**Task to complete**
Nothing but the lines from the one containing "Task: Where can the man in" to the end of the data should be returned, each exactly as written.

==========

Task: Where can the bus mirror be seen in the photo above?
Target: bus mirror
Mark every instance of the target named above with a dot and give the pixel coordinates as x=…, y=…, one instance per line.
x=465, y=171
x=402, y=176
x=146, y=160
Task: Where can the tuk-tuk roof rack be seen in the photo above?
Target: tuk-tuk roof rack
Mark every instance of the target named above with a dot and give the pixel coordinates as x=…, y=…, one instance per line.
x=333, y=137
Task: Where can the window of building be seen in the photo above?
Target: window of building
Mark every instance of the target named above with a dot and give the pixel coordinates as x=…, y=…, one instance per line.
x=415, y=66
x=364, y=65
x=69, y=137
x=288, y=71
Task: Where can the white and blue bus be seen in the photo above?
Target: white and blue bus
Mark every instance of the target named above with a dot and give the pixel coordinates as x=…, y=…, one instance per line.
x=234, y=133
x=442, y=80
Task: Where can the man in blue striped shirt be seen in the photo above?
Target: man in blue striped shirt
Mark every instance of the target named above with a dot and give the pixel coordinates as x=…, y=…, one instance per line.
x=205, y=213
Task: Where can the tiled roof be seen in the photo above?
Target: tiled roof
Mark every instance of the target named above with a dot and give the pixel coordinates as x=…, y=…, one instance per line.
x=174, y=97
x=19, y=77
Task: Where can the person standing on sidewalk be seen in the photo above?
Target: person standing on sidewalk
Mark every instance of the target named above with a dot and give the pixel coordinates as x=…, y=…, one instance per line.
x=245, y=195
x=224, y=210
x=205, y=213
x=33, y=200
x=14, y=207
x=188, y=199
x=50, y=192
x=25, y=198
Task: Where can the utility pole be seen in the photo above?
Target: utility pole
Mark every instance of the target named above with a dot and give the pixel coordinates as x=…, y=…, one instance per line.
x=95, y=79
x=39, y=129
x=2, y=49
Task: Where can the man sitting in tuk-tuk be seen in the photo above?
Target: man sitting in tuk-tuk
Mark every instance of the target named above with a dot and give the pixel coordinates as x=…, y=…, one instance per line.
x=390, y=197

==========

**Result below**
Task: Where can the man in blue striped shirt be seen in the photo above?
Target: man in blue striped shirt
Mark every instance of the target named above with a dot and give the pixel coordinates as x=…, y=…, one instance per line.
x=205, y=213
Task: Where can the tiled roof be seen in the photo above?
Target: tiled roof
Mark every instance of the target named above with a dot and give the pixel coordinates as x=…, y=…, one instance per line.
x=174, y=97
x=19, y=77
Task: Where can the person standing on sidewalk be seen in the photo above?
Target: person standing on sidewalk
Mark every instance of the target named above with a dot and give the pixel coordinates as x=…, y=…, one instance per line.
x=245, y=195
x=224, y=210
x=205, y=213
x=33, y=200
x=14, y=207
x=188, y=199
x=50, y=192
x=25, y=198
Task: Where can the utility pole be seen in the photo above?
Target: utility pole
Mark every instance of the target named above with a dot and give the pixel coordinates as x=…, y=…, one instance per line.
x=95, y=79
x=39, y=129
x=2, y=49
Task: Where can the man sitting in tuk-tuk be seen in the photo above?
Target: man sitting in tuk-tuk
Mark every instance of the target named above with a dot and give the pixel coordinates as x=…, y=…, one instance per line.
x=390, y=197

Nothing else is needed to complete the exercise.